------ Document passage

If you are trying to work at a command line in pretty much any Operating System, no matter if it is a GNU/Linux brand such as Ubuntu or Fedora Core, another UNIX-like system like Mac OS X or FreeBSD or even Microsoft Windows, you will most definitely need a text editor sooner or later. exit vi commandsIf you are using a UNIX-like system, like GNU/Linux variants, there are many text editors that may or may not be installed. Luckily there is one de-facto standard: vi is included in almost every GNU/Linux or UNIX distribution. “vi” is a truncation of the word “visual” and has, contrary to popular belief, nothing to do with the Roman number 6. Many people are not too fond of vi, but are, alas, often forced into using it when it is the only known option. You may prefer easier editors like gEdit (Gnome), kate (KDE), emacs or ne (command line), but these may not be present when working at the command line.
Therefore, it is best to know at least the basics of vi and to understand it a little better; the basics of survival in vi, which you will learn in this guide. Unlike what you may have heard about the invention of the language C, the vi editor was not the idea of some kind of sick joke. It was for real and it served a real purpose. I am writing this in vi.

------------
------ Supplied material

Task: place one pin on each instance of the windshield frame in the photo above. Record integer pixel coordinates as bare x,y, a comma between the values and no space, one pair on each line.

------------

- Task to carry out
From the passage on the vi editor above, list every editor it names as an easier alternative to vi.

- Final result
gEdit, kate, emacs, ne